◆ WHAT YOU WILL DO ◆
Every word of the listing must be returned. Retype it exactly.

◆ MATERIAL PROVIDED ◆
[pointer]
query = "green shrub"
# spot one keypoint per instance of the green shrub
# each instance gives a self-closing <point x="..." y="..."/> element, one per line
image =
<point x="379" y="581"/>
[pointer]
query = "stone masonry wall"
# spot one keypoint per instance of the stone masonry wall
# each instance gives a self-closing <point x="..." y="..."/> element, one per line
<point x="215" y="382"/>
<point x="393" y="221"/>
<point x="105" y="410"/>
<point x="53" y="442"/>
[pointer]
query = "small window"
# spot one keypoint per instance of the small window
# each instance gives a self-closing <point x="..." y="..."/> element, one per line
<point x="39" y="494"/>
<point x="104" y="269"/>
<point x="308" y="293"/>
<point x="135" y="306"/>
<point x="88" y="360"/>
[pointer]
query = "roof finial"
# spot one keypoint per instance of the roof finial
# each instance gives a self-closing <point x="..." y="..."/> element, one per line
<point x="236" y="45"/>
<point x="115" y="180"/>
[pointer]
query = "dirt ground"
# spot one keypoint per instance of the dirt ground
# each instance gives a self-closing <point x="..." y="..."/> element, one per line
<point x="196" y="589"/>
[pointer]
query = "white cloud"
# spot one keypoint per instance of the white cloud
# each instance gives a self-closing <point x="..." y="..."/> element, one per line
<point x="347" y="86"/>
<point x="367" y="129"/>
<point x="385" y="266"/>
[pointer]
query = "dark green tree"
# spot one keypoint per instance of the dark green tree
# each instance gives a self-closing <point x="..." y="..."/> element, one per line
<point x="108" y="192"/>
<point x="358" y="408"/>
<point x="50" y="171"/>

◆ COMPLETED EXERCISE ◆
[pointer]
query = "green shrub"
# spot one keypoint per instance of the green shrub
# each instance gives a self-closing <point x="..." y="..."/> element, one per line
image =
<point x="379" y="581"/>
[pointer]
query = "stone masonry wall"
# spot one keypoint per instance of the stone masonry wall
# each instance gives a self-closing <point x="..." y="..."/> element, one per line
<point x="215" y="382"/>
<point x="393" y="221"/>
<point x="105" y="410"/>
<point x="53" y="442"/>
[pointer]
query = "small window"
# spot one keypoint per instance of the small window
# each instance gives a self-closing <point x="..." y="..."/> element, one per line
<point x="39" y="494"/>
<point x="104" y="269"/>
<point x="308" y="293"/>
<point x="135" y="306"/>
<point x="88" y="360"/>
[pointer]
query = "roof finial"
# spot one keypoint per instance of the roof finial
# each instance gives a self-closing <point x="..." y="..."/> element, one per line
<point x="236" y="45"/>
<point x="115" y="180"/>
[pointer]
query = "dirt ground"
# spot one keypoint per instance of the dirt ground
# each instance gives a self-closing <point x="..." y="..."/> element, one per line
<point x="196" y="589"/>
[pointer]
query = "white cloud"
# spot one keypoint per instance of the white cloud
# each instance gives a self-closing <point x="..." y="..."/> element, one per line
<point x="347" y="86"/>
<point x="367" y="129"/>
<point x="385" y="266"/>
[pointer]
query = "dark green tree"
# spot one keypoint per instance of the dark green tree
# each instance gives a self-closing <point x="..." y="..."/> element, one per line
<point x="108" y="192"/>
<point x="358" y="408"/>
<point x="50" y="171"/>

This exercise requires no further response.